__Stated exercise__.
Count the lines of the listing below that contain the string "water", matching case exactly, and reply with that number alone.
┌──
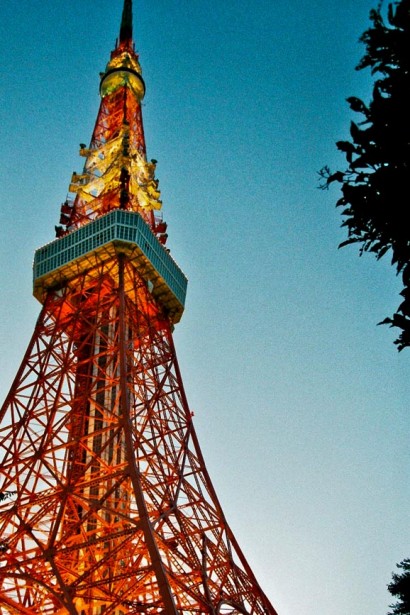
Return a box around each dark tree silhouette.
[387,559,410,615]
[319,0,410,351]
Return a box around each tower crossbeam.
[0,0,276,615]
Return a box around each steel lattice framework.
[0,0,276,615]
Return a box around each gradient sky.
[0,0,410,615]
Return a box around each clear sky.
[0,0,410,615]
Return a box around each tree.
[387,559,410,615]
[319,0,410,351]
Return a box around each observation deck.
[33,209,187,323]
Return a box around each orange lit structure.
[0,0,275,615]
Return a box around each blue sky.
[0,0,410,615]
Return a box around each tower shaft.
[0,0,276,615]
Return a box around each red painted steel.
[0,0,276,615]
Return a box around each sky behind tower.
[0,0,410,615]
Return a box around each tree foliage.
[387,559,410,615]
[319,0,410,351]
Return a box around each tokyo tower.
[0,0,276,615]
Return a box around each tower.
[0,0,275,615]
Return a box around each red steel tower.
[0,0,276,615]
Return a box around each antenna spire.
[119,0,132,44]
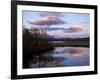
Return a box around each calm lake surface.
[30,47,90,68]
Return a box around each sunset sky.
[23,11,90,38]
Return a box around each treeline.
[23,28,54,68]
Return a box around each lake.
[30,47,90,68]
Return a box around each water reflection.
[30,47,89,68]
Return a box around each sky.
[23,11,90,38]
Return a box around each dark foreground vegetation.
[23,29,89,68]
[23,29,54,68]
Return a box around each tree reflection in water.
[30,47,89,68]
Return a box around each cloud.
[40,12,65,17]
[29,16,65,26]
[48,30,89,38]
[64,25,84,33]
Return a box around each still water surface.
[30,47,89,68]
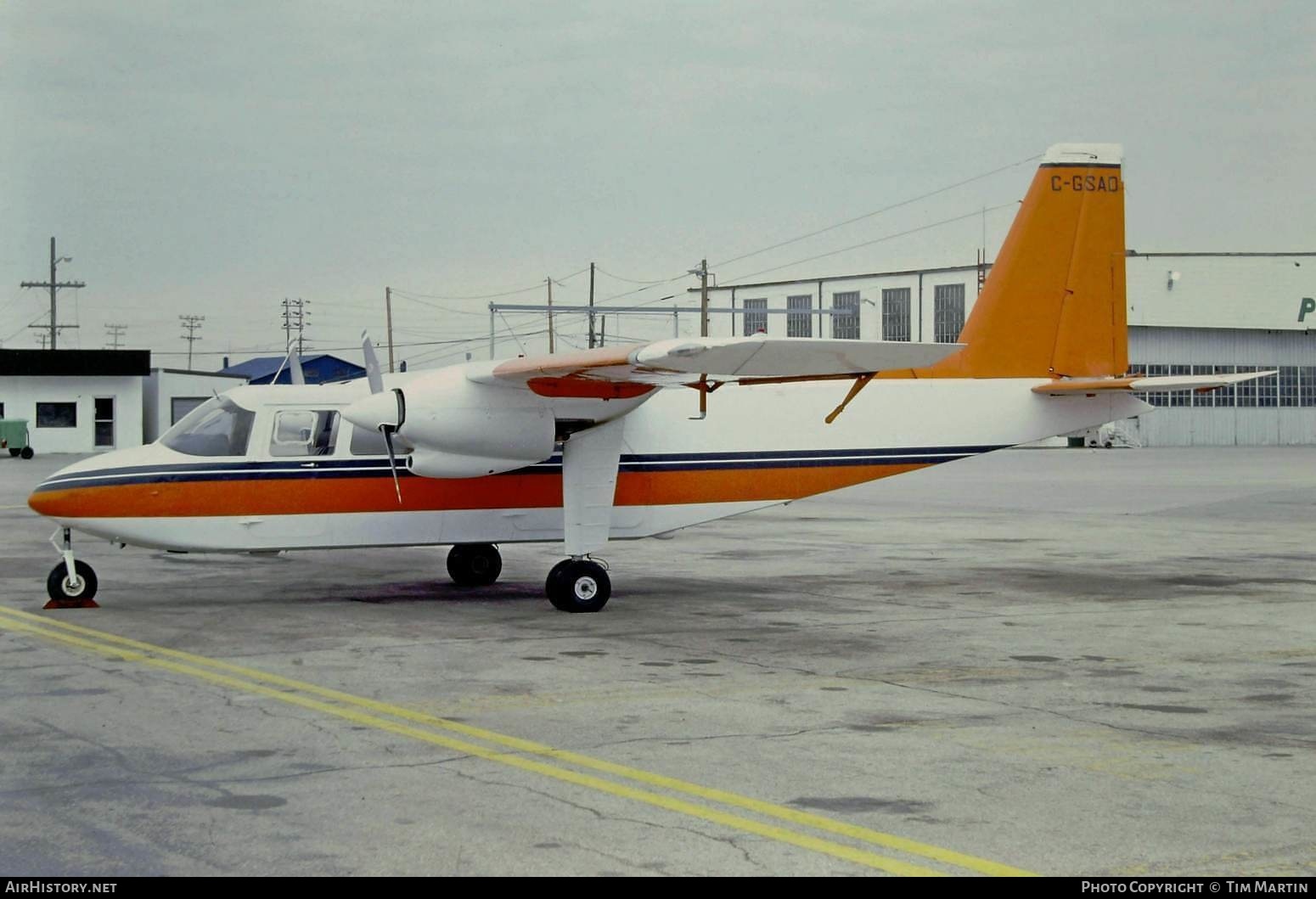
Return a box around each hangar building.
[683,250,1316,447]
└──
__Final result__.
3